YOUR INSTRUCTIONS ::
The entries below are to be copied exactly, with nothing left out.

DATA SECTION ::
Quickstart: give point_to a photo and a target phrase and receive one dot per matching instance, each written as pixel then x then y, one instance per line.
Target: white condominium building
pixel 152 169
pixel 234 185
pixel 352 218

ANSWER SPACE ::
Quickstart: give point_to a photo and a target phrase and receive one dot per matching instance, each written as pixel then x then y, one instance per line.
Target: white condominium building
pixel 152 169
pixel 234 185
pixel 352 218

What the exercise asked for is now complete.